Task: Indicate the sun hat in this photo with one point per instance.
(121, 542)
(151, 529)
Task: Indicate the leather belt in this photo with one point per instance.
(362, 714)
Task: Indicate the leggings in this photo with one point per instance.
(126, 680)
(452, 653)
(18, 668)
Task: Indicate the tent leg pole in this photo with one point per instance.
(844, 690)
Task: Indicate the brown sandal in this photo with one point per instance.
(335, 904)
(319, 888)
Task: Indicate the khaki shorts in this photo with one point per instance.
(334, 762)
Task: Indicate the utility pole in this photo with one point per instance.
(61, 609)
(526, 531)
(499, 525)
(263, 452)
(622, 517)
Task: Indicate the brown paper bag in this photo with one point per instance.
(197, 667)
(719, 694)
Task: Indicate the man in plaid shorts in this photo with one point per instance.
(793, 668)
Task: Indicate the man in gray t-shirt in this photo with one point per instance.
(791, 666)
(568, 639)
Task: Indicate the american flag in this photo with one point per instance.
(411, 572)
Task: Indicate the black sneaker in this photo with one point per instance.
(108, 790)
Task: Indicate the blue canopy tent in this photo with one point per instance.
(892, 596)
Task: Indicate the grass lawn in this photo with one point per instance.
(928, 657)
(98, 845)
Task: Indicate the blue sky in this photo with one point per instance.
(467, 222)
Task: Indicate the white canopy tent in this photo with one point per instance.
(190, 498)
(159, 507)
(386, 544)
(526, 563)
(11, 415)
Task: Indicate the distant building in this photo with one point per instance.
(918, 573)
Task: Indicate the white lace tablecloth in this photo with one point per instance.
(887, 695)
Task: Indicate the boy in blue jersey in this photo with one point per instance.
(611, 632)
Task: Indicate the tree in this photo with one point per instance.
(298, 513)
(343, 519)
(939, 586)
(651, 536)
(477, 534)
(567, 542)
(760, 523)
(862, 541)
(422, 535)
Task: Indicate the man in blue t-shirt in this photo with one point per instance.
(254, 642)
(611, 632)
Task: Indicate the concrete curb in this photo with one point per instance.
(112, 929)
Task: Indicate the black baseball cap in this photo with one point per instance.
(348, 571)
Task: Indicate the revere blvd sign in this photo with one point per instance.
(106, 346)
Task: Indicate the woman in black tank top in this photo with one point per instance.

===

**Your objective:**
Reproduce all of the data above, exactly and without omission.

**Solution below:**
Task: Indicate the sun hat in this photo with one point per instance.
(121, 542)
(151, 529)
Task: Indicate the leather belt in this photo with one point per instance.
(362, 714)
Task: Indicate the leggings in this photo with one point per instance.
(126, 680)
(452, 653)
(18, 668)
Task: Indicate the tent leg pole in this photo with one point per instance.
(844, 690)
Task: Indicate the brown sandal in this photo with one point per instance.
(335, 904)
(319, 888)
Task: Indicate the khaki shorts in this photo with one point per instance.
(334, 762)
Task: Indicate the utility pole in this photo with one point per instance.
(61, 609)
(526, 531)
(499, 525)
(263, 452)
(622, 517)
Task: Indicate the brown paper bag in this photo with one point per instance.
(197, 667)
(719, 694)
Task: Indicate the man in plaid shorts in this photo with one point per instance.
(793, 668)
Task: Indicate the man in gray t-shirt in this photo with one point per instance.
(791, 666)
(568, 639)
Task: Indicate the american flag in this photo with one point per instance.
(411, 572)
Task: Indicate the black sneaker in this photo with one point per instance.
(108, 790)
Task: Indicate the blue canopy tent in this photo with one point per instance.
(892, 596)
Task: Indicate the grass lawn in this photo with one point per instance.
(928, 657)
(98, 845)
Task: Indicate the blue sky in this photo with one point per instance.
(467, 222)
Task: Indicate the white canopy tent in this photo with one point per instance.
(190, 498)
(159, 507)
(386, 544)
(526, 563)
(11, 415)
Task: Indicate the distant building in this photo with one point per instance.
(918, 573)
Task: Indicate the white lace tablecloth in this photo with one point per instance.
(887, 695)
Task: Indicate the boy in blue jersey in this photo with one point per instance.
(611, 632)
Task: Indicate the tree in this photo with one point per instance.
(298, 513)
(343, 519)
(939, 586)
(651, 536)
(477, 534)
(567, 542)
(760, 523)
(862, 541)
(422, 535)
Task: Indicate the man in blue t-shirt in this photo with one point per instance.
(254, 642)
(611, 632)
Task: Indicate the concrete curb in this photo with one point per instance.
(112, 929)
Task: Indicate the black baseball cap in this photo with one point per instance.
(348, 571)
Task: Indicate the revere blvd sign in this photo with one point per instance.
(106, 346)
Task: Indicate the woman in black tank top in this photo with one point per instance.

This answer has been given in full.